* Directive a: List every line in the listing below that contains the string "shop".

The islands that make up the Caribbean each have their own story to tell, set against a backdrop of ruthless conquest, bold revolution and lush tropical landscapes. With rich diversity and storied histories, Caribbean artists often work across mediums to contemplate the complexity of their island nations. Yet, as a faction of contemporary art, Caribbean artists are frequently miscategorized as ‘Latin American’ artists, which fails to capture the nuances in their work. March’s cohort of Fountainhead artists - Jairo Alfonso, Gwladys Gambie and Giscard Bouchotte, all hailing from vastly different Caribbean lands - convened in Miami to share their work in a city where Caribbean influences peeks out at every corner.
“This residency is about bringing our Caribbean neighbors together to have a voice in Miami,” says Kathryn Mikesell, the co-founder of Fountainhead Residency. “In the art world I think it’s certainly one of the regions that doesn’t have as strong a voice as others, and yet deserves it.”
Hailing from Cuba, a Caribbean island that arguably receives more widespread recognition for its artists and art movements, Alfonso’s work has frequently mined his experience growing up in rural Aguacate, just outside of Havana. Initially, his practice explored material culture in a rural landscape, but evolved into a deeper examination of material culture across different economic contexts. Lately, Alfonso has taken to creating works on paper that capture hundreds of different objects in a single frame, or dissecting and drawing the parts of outdated communication objects, like radios and cameras.
“My work speaks to the obsession with consumption, but from an archaeological perspective,” Alfonso says, pointing to 494 (Bergenline Avenue), a work inspired an avenue of the same name in Guttenberg, New Jersey, in which Alfonso documented and meticulously drew 494 objects he saw in windows or on the streets, and that he feels truly capture the essence of the place. “I draw each object one by one and do not do a sketch beforehand,” he says. “I work until I fill the space, so that its a time capsule. Once I’m done, I count the objects in the work and title it that way.”

* Directive b: Print the portion of the article on Caribbean artists above starting with "The islands that" and going on through "at every corner.".

* Raw records:
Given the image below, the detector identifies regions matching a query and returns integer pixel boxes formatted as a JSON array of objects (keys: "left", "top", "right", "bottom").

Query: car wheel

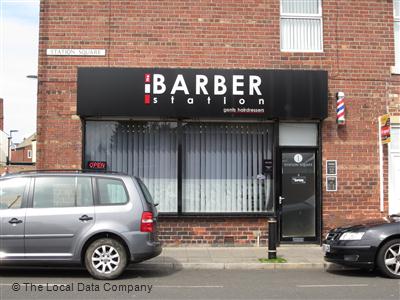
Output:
[
  {"left": 377, "top": 239, "right": 400, "bottom": 279},
  {"left": 85, "top": 238, "right": 127, "bottom": 279}
]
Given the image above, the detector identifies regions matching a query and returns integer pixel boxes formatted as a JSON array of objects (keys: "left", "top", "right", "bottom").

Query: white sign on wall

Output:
[{"left": 46, "top": 49, "right": 106, "bottom": 56}]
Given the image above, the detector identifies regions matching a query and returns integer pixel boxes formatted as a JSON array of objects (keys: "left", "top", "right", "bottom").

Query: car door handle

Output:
[
  {"left": 79, "top": 215, "right": 93, "bottom": 222},
  {"left": 8, "top": 218, "right": 22, "bottom": 224}
]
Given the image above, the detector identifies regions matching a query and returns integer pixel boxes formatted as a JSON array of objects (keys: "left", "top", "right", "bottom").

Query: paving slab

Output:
[{"left": 129, "top": 245, "right": 340, "bottom": 270}]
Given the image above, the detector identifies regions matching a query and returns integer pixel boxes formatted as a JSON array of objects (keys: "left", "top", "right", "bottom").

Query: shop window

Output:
[
  {"left": 281, "top": 0, "right": 323, "bottom": 52},
  {"left": 393, "top": 0, "right": 400, "bottom": 73},
  {"left": 182, "top": 123, "right": 273, "bottom": 213},
  {"left": 85, "top": 121, "right": 178, "bottom": 213}
]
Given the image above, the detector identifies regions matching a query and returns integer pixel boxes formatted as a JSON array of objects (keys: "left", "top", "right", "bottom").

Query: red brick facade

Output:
[{"left": 37, "top": 0, "right": 400, "bottom": 244}]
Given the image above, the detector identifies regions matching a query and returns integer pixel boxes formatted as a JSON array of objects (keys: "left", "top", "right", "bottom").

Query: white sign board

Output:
[{"left": 46, "top": 49, "right": 106, "bottom": 56}]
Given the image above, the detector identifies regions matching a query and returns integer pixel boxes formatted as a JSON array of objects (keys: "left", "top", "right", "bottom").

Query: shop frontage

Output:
[{"left": 77, "top": 68, "right": 328, "bottom": 243}]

* Exercise solution a:
Query: shop window
Query: shop frontage

* Exercise solution b:
The islands that make up the Caribbean each have their own story to tell, set against a backdrop of ruthless conquest, bold revolution and lush tropical landscapes. With rich diversity and storied histories, Caribbean artists often work across mediums to contemplate the complexity of their island nations. Yet, as a faction of contemporary art, Caribbean artists are frequently miscategorized as ‘Latin American’ artists, which fails to capture the nuances in their work. March’s cohort of Fountainhead artists - Jairo Alfonso, Gwladys Gambie and Giscard Bouchotte, all hailing from vastly different Caribbean lands - convened in Miami to share their work in a city where Caribbean influences peeks out at every corner.